_AUFGABE_
Schreib jede Zeile von der Zeile mit „Question. Indicate one point for each instance of the mantis leg“ bis einschließlich zum Ende der Daten vollständig neu. Multipliziere dabei jede Koordinate mit 1,35 und runde auf ganze Zahlen, wobei Hälften aufgerundet werden.

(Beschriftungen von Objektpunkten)

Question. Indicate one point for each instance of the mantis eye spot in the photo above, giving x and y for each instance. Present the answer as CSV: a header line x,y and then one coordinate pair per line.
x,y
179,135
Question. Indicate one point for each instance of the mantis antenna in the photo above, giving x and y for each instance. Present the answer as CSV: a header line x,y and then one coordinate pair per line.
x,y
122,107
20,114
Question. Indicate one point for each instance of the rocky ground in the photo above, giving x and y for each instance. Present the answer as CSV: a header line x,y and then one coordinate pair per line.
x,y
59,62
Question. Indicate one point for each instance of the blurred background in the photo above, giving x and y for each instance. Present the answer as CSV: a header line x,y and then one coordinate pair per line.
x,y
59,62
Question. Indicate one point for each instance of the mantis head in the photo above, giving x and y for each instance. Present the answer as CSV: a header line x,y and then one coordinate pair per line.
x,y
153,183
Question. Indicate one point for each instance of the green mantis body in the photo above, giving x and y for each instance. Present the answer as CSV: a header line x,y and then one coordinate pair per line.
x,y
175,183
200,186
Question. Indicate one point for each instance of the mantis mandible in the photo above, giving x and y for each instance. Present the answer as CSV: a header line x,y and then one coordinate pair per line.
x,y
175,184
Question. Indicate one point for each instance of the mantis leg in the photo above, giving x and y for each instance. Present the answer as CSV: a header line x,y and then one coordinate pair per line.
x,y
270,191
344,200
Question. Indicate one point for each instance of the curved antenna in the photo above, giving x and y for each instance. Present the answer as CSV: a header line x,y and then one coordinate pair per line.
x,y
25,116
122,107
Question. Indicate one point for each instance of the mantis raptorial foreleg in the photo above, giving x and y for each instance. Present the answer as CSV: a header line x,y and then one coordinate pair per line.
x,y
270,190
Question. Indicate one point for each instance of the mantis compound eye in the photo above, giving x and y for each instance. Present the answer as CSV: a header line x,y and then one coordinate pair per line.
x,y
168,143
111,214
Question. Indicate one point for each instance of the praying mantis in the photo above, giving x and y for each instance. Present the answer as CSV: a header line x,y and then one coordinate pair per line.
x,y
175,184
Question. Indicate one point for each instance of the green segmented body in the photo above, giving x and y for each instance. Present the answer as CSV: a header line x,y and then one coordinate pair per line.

_ENDGÜLTIGE ANTWORT_
Question. Indicate one point for each instance of the mantis leg in the photo above, giving x and y for each instance. Present the answer as CSV: a header line x,y and then one coordinate pair per line.
x,y
365,258
464,270
Question. Indicate one point for each instance of the curved antenna in the photo above, giving x and y for each instance. Present the answer as CSV: a header line x,y and then one coordinate pair per line.
x,y
34,157
165,144
Question. Indicate one point for each instance of the mantis raptorial foreleg in the photo above, giving x and y for each instance. Present the answer as CSV: a header line x,y and then one coordinate pair per line.
x,y
365,257
Question. Indicate one point for each instance of the mantis compound eye in the photo above, giving x and y for each instance. Present the answer as CSV: a header line x,y and then one coordinate pair per line.
x,y
227,193
150,289
Question. Indicate one point for each instance of the praying mantis in the photo above, giving x and y for each instance. Present the answer as CSV: a header line x,y and then one coordinate pair per line.
x,y
236,248
Question. Indicate one point for each instance of the green segmented body in the photo above, giving x and y for each instance. Present the answer as CSV: a header line x,y and then one coordinate pair per line.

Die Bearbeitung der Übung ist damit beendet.